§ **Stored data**
——

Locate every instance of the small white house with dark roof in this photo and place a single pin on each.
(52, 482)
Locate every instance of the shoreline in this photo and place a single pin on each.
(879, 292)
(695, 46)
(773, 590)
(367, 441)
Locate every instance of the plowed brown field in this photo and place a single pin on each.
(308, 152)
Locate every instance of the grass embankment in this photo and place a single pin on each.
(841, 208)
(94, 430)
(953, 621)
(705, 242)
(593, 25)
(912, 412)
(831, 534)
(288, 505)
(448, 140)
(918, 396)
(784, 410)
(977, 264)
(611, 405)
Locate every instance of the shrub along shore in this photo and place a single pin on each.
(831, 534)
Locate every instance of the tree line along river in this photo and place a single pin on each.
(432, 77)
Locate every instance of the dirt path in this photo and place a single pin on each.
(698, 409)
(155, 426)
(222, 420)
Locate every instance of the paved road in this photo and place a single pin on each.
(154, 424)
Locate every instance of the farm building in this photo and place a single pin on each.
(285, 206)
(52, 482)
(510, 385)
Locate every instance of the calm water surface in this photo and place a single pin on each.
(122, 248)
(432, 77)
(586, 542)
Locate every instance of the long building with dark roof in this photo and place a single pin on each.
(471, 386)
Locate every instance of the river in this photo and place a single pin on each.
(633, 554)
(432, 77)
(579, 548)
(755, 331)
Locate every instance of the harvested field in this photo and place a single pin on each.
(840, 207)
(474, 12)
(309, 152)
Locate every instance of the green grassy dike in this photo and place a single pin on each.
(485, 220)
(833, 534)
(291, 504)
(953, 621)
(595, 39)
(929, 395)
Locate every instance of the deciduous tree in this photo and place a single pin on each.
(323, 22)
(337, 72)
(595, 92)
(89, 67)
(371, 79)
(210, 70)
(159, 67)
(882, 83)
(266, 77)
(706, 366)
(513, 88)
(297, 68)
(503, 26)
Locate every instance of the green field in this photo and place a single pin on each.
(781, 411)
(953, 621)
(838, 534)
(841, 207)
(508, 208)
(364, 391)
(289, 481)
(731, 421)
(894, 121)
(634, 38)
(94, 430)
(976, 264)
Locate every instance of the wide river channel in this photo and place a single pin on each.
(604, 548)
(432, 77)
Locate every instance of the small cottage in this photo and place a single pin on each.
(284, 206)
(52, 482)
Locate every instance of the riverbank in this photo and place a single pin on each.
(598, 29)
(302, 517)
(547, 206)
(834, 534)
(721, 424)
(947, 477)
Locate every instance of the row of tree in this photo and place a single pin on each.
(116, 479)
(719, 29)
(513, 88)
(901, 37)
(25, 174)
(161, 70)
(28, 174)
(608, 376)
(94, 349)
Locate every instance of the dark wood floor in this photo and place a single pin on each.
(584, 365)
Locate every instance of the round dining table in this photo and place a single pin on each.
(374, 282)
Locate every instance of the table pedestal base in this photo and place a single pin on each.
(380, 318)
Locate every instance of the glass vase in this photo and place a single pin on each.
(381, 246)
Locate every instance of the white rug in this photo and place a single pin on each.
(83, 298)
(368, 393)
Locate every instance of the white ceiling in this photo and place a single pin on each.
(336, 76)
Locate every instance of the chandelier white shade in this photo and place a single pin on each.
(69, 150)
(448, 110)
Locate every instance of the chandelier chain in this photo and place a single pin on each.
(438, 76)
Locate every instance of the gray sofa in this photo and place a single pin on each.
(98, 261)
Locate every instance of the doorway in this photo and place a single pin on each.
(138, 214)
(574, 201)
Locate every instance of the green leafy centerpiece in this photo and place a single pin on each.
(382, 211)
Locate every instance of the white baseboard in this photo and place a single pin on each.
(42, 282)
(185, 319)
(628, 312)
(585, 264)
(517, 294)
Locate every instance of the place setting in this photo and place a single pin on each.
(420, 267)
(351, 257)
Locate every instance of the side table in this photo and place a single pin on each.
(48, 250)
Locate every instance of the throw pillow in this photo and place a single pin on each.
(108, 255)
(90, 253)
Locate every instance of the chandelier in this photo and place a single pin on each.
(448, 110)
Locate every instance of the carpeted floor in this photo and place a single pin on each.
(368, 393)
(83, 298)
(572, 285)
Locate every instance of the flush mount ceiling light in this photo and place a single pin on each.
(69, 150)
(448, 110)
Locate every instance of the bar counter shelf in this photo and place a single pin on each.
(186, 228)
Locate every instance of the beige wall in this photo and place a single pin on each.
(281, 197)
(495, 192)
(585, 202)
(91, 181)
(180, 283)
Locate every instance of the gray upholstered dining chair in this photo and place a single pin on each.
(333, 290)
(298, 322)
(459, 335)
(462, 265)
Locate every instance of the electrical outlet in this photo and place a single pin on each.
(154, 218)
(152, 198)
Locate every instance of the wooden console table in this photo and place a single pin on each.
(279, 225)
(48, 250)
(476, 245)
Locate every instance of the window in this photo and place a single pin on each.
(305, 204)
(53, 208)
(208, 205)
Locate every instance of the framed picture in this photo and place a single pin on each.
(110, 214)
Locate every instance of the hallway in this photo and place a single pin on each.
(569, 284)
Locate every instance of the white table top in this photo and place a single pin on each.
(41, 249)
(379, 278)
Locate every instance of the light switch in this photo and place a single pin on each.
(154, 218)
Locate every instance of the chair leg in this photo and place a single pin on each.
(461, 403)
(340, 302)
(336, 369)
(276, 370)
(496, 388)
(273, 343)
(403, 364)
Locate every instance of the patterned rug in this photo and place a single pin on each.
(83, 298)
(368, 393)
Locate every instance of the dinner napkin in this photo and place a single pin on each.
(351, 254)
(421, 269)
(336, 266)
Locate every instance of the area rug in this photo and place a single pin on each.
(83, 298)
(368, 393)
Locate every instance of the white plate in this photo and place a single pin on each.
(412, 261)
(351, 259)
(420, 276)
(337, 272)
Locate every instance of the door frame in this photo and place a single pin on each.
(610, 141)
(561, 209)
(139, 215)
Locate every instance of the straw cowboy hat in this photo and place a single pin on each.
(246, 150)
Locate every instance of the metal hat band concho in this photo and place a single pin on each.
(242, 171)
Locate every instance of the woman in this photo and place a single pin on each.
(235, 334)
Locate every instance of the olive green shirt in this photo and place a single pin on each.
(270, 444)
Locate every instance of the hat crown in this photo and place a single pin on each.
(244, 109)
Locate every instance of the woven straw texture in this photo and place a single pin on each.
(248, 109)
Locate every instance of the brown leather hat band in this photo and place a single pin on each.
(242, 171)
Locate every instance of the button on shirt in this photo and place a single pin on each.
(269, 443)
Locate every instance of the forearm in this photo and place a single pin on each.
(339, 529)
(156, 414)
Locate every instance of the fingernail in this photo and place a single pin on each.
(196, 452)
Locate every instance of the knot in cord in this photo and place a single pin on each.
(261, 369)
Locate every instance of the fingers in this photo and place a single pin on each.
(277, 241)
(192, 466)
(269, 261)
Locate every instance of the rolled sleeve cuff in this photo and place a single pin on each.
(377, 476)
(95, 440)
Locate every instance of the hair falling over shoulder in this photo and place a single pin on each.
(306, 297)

——

§ **GIVEN REQUEST**
Write out all of the material above again, substituting "put one marker" for every occurrence of "place a single pin" and changing nothing else.

§ **OUTPUT OF THE TASK**
Locate every instance of the small white house with dark roof in this photo and put one marker on each.
(52, 482)
Locate every instance of the shoreline in this photo and put one marker on each.
(879, 292)
(695, 46)
(773, 590)
(367, 441)
Locate every instance of the plowed brown field in this photo and put one marker on each.
(308, 152)
Locate every instance of the grass embankment in this photo and put one marker on each.
(841, 208)
(94, 430)
(953, 621)
(705, 242)
(593, 25)
(912, 412)
(831, 534)
(288, 505)
(448, 140)
(918, 396)
(784, 410)
(977, 264)
(611, 405)
Locate every instance of the shrub along shore in this photo and put one marker on each.
(831, 534)
Locate every instance of the tree line along river in this photo and put one marker on each.
(432, 77)
Locate every instance of the dirt path in this photo and put one marker on each.
(698, 409)
(155, 426)
(222, 420)
Locate every instance of the paved road in this photo and put one marker on each.
(154, 424)
Locate every instance of the farm building in this photo and put one marker on each.
(285, 206)
(52, 482)
(510, 385)
Locate every instance of the calm water surface in this photo and put one marker on each.
(122, 248)
(432, 77)
(586, 542)
Locate every instance of the long building with dark roof in this photo and put one marker on each.
(471, 386)
Locate every instance of the river in this photo and put one marker on each.
(633, 554)
(432, 77)
(579, 548)
(755, 331)
Locate every instance of the harvested field in this photo and put one marker on each.
(840, 207)
(474, 12)
(309, 152)
Locate every instance of the green grassy dike in this photo and put one marker on each.
(485, 220)
(833, 534)
(291, 504)
(953, 621)
(595, 39)
(929, 395)
Locate every instance of the deciduous tree in this photo and put one marker on each.
(323, 22)
(337, 72)
(595, 92)
(89, 67)
(371, 79)
(210, 70)
(159, 67)
(882, 83)
(266, 77)
(706, 366)
(513, 88)
(297, 68)
(503, 26)
Locate every instance of the green field in this photo and put one marker on each.
(781, 411)
(953, 621)
(838, 534)
(841, 207)
(508, 208)
(364, 391)
(289, 481)
(731, 421)
(894, 121)
(634, 38)
(94, 430)
(976, 264)
Locate every instance of the wide river channel in this photo and put one marker on each.
(604, 548)
(432, 77)
Locate every instance of the small cottage in this photo and put one marker on each.
(284, 206)
(52, 482)
Locate every instance of the riverbank in this photo and put one marker on each.
(598, 29)
(302, 517)
(547, 206)
(834, 534)
(721, 424)
(947, 477)
Locate every instance of the row of tree in this photo and put one marker on each.
(116, 479)
(719, 29)
(513, 88)
(901, 37)
(25, 174)
(161, 70)
(28, 174)
(608, 376)
(94, 349)
Locate every instance of the dark wood floor in this photo and put one marker on each.
(584, 365)
Locate every instance of the round dining table in this photo and put one marker on each.
(374, 282)
Locate every instance of the table pedestal base in this photo and put one marker on each.
(380, 318)
Locate every instance of the glass vase in this photo and put one marker on each.
(381, 246)
Locate every instance of the white rug in this photo and put one marker on each.
(83, 298)
(368, 393)
Locate every instance of the white ceiling in this photo and put one marker on each.
(336, 76)
Locate every instance of the chandelier white shade in this photo and put one marker on each.
(69, 150)
(448, 110)
Locate every instance of the chandelier chain in this photo and put one marker on each.
(438, 76)
Locate every instance of the gray sofa in this photo and put one marker on each.
(98, 261)
Locate every instance of the doorway in this photo and put one marker on each.
(138, 214)
(574, 201)
Locate every instance of the green leafy centerpiece in this photo and put one marker on each.
(382, 211)
Locate every instance of the white baseboard in this photo and put one marker on each.
(42, 282)
(185, 319)
(628, 312)
(585, 264)
(517, 294)
Locate every instance of the place setting in this photo and put one marker on each.
(420, 267)
(351, 257)
Locate every instance of the side table in this photo and put one marker on each.
(48, 250)
Locate every instance of the throw pillow in this photo and put one marker on each.
(108, 255)
(90, 253)
Locate every instance of the chandelier in this photo and put one marker on each.
(448, 110)
Locate every instance of the carpeted floor in this photo and put one marker on each.
(368, 393)
(83, 298)
(572, 285)
Locate every instance of the flush mount ceiling light in this photo and put one marker on each.
(69, 150)
(448, 110)
Locate every instance of the bar counter shelf in this photo and put one marker on each.
(186, 228)
Locate every instance of the beige wall in this photo and put one marker on each.
(281, 197)
(495, 192)
(585, 202)
(91, 181)
(180, 283)
Locate every instance of the gray upholstered dining chair in this photo and put one marker on each.
(333, 290)
(298, 322)
(459, 335)
(462, 265)
Locate every instance of the electrical outlet in this photo and put one marker on each.
(154, 218)
(152, 198)
Locate every instance of the wooden console table in this photo and put one marker on each.
(279, 225)
(48, 250)
(476, 245)
Locate every instance of the window in this photo and put one marker on each.
(305, 204)
(53, 208)
(208, 205)
Locate every instance of the framed picture in this photo and put one marker on each.
(110, 214)
Locate every instance of the hallway in this photo and put one marker on each.
(569, 284)
Locate every instance of the white table top in this photo and put one marker on each.
(41, 249)
(379, 278)
Locate every instance of the light switch in this photo and put one marker on each.
(154, 218)
Locate every instance of the chair leg in this photo and put one marker on each.
(461, 403)
(340, 302)
(336, 369)
(276, 370)
(496, 388)
(273, 343)
(403, 364)
Locate every instance of the patterned rug in this photo and put one marker on each.
(83, 298)
(368, 393)
Locate every instance of the dinner napkin in this photo and put one marker on each.
(351, 254)
(421, 269)
(336, 266)
Locate every instance of the area rug in this photo and put one marker on each.
(83, 298)
(368, 393)
Locate every instance of the white plate in this photo and put one marker on each.
(412, 261)
(351, 259)
(420, 276)
(337, 272)
Locate every instance of the door frame in this photo and put one marker on each.
(610, 141)
(561, 209)
(139, 215)
Locate every instance of the straw cowboy hat in this photo and put one marker on each.
(246, 150)
Locate every instance of the metal hat band concho in this photo and put one marker on each.
(242, 171)
Locate every instance of the woman in this photo and put one marker on each.
(235, 334)
Locate every instance of the olive green shirt in this photo and put one marker on each.
(270, 444)
Locate every instance of the hat crown in this photo and put one marker on each.
(244, 109)
Locate every instance of the woven straw texture in this photo and put one marker on each.
(248, 109)
Locate every instance of the brown leather hat band in this photo and put one marker on each.
(242, 171)
Locate every instance of the button on shirt in this photo and put one marker on each.
(269, 443)
Locate every instance of the forearm in this photo and put one marker on each.
(339, 529)
(156, 414)
Locate every instance of the fingernail in this photo and put one marker on each.
(196, 452)
Locate every instance of the knot in cord in this photo and put one marker on each.
(261, 369)
Locate every instance of the fingers in this photo and put one marker on each.
(277, 241)
(192, 466)
(269, 261)
Locate every instance of the rolled sleeve cuff in this photo and put one marker on each.
(377, 476)
(95, 440)
Locate every instance of the hair falling over shoulder in this photo and put one marker on each.
(306, 297)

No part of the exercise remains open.